- **YANG HARUS DIKERJAKAN**: Salin ulang bagian artikel tentang siaran televisi, mulai dari kata-kata "Dalam banyak kasus" dan berhenti setelah "itu bisa terjadi?". Ganti "privat" dengan "pribadi".

Dalam banyak kasus kerapkali kita menemukan ada hal-hal yang sifatnya privat yang dipaksakan menjadi program televisi. Mengapa hal-hal seperti itu bisa terjadi?

Seharusnya menyampaikan sesuatu hal kepada publik haruslah tepat dan etis. Seringkali inilah yang tidak menjadi perhatian dari lembaga penyiaran dan menyebabkan permasalahan. Lembaga penyiarannya tidak melihat hal-hal tersebut sebagai sesuatu yang penting. Pelanggaran-pelanggaran penyiaran tersebut membuat kita bertanya, apakah pantas siaran tersebut dan di manakah hati nurani mereka untuk menyiarkan itu?

Jadi sebenarnya rujukan dari para pengelola televisi ini apa? Apakah rating, kepentingan publik atau tuntutan keuntungan dari pemiliknya?

- **DATA YANG DIBERIKAN**:
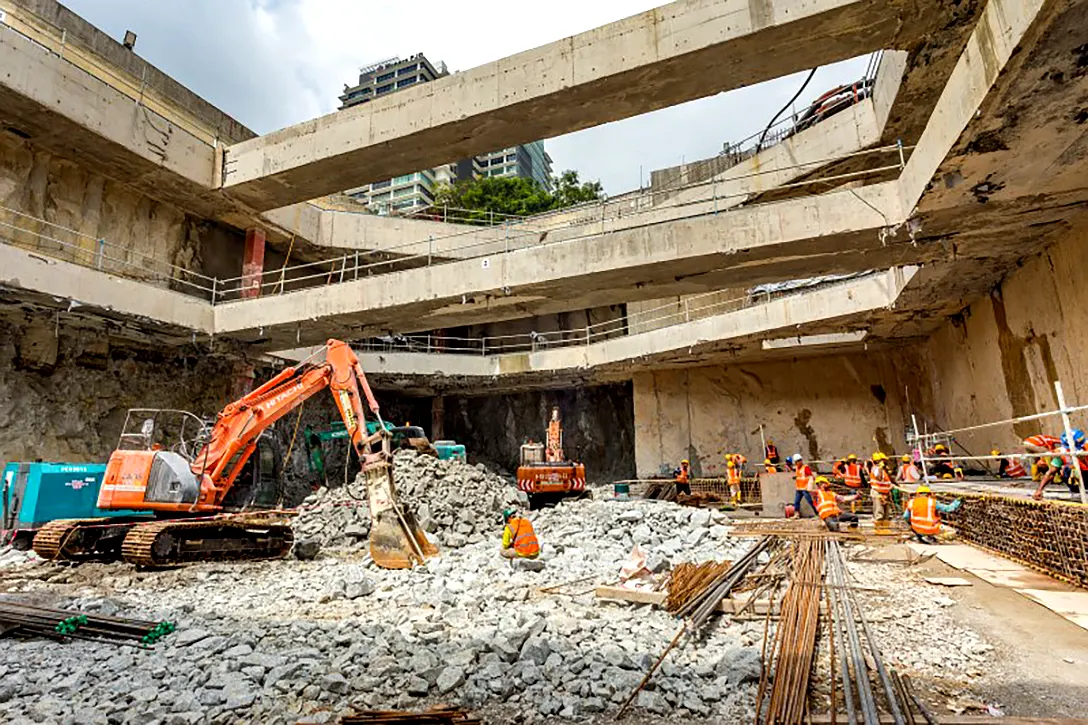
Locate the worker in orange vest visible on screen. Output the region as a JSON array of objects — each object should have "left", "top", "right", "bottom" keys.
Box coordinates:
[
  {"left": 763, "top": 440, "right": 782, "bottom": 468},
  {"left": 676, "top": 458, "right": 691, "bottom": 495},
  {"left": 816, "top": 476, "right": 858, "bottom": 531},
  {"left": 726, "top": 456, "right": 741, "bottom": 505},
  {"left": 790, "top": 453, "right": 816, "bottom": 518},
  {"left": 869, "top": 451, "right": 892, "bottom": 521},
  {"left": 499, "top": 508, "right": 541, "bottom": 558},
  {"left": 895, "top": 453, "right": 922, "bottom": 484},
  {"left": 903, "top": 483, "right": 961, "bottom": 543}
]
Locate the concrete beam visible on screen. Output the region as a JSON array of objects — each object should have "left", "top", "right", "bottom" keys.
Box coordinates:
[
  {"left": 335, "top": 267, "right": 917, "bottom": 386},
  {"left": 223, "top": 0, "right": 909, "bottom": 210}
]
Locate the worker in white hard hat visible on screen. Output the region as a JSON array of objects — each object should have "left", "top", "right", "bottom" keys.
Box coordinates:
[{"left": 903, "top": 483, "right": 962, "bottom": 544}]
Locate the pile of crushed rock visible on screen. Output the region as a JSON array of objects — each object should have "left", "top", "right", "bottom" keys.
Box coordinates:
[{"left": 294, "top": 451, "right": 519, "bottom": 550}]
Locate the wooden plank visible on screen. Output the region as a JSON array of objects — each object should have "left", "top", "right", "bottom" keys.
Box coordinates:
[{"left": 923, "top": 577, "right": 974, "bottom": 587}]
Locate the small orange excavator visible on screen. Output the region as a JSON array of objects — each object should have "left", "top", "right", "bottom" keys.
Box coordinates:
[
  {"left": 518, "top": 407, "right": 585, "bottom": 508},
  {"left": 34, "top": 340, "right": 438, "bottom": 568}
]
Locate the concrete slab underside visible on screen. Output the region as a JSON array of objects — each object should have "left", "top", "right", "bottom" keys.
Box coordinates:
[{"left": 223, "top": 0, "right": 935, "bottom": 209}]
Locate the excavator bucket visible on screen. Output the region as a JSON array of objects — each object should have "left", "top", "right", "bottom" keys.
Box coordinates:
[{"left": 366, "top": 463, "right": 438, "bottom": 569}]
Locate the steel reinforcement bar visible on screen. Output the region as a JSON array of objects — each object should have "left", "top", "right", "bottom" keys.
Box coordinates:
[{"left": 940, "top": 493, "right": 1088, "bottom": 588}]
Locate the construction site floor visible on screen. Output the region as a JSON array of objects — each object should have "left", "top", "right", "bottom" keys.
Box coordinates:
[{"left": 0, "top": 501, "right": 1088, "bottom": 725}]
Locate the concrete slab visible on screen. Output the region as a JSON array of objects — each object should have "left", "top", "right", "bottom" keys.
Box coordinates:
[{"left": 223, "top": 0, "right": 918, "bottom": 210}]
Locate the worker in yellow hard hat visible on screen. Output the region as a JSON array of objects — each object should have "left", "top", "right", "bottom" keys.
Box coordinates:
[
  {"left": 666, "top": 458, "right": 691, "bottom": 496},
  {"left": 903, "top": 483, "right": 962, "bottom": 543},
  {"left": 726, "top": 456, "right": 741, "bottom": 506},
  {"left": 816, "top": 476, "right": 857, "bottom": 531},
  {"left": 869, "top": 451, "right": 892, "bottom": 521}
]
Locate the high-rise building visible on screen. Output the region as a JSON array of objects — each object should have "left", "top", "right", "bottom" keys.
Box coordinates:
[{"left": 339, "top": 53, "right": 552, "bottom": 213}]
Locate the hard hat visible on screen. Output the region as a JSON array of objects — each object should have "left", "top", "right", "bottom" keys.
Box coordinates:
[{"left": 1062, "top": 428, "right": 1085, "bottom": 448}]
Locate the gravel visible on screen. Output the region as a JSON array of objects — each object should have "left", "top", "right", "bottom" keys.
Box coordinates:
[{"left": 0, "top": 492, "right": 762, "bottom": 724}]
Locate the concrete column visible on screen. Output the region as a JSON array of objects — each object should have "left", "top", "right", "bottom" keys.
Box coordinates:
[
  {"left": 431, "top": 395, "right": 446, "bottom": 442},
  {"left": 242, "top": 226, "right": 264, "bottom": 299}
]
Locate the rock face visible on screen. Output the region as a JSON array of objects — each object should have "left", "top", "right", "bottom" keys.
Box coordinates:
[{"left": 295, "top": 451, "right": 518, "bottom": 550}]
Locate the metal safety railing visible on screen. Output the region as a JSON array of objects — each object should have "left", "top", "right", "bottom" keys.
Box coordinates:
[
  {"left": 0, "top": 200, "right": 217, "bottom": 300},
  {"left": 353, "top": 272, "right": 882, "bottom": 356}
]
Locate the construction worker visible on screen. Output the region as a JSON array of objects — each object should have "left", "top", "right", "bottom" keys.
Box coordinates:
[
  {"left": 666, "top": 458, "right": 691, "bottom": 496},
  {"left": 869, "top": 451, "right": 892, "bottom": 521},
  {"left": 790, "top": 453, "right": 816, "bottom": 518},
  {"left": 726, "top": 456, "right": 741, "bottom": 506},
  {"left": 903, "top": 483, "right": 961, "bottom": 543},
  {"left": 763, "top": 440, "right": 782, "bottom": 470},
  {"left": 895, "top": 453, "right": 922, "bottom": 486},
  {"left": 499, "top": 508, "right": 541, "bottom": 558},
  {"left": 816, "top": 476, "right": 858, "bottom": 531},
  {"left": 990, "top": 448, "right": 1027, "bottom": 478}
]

==

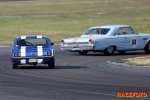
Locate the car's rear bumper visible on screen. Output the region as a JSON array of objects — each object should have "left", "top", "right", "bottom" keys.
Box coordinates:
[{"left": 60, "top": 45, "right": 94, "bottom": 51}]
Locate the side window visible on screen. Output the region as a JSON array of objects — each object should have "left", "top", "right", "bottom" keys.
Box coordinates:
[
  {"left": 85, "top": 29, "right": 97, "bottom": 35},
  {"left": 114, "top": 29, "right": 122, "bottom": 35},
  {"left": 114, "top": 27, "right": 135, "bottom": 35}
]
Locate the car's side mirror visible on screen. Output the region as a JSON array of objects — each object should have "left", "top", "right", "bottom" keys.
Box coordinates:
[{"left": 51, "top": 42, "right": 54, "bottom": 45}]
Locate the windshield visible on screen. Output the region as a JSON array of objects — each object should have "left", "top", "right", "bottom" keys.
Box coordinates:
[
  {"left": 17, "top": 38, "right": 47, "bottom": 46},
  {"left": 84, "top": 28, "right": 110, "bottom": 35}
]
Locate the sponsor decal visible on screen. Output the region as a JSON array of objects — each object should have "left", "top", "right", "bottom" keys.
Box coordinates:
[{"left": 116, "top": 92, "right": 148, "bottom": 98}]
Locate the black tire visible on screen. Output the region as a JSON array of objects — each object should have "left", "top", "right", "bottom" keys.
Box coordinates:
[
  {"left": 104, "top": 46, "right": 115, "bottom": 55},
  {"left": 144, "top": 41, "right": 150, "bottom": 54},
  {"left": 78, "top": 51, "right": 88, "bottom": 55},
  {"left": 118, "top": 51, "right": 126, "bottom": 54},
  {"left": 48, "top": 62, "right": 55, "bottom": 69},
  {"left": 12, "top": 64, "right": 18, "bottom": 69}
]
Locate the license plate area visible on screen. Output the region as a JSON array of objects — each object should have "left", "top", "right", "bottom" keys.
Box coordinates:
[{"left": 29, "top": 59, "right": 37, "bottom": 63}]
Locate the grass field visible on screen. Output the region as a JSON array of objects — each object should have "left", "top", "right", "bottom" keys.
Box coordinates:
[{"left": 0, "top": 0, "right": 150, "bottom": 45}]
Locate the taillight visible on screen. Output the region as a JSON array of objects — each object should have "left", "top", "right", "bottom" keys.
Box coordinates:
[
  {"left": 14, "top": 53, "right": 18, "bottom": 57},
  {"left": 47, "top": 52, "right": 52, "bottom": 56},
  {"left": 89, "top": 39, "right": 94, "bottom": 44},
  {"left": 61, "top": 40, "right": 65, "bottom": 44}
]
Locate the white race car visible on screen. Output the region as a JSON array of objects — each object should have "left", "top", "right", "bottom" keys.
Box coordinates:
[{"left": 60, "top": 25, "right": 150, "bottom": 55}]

- **HASIL TUGAS**:
Dalam banyak kasus kerapkali kita menemukan ada hal-hal yang sifatnya pribadi yang dipaksakan menjadi program televisi. Mengapa hal-hal seperti itu bisa terjadi?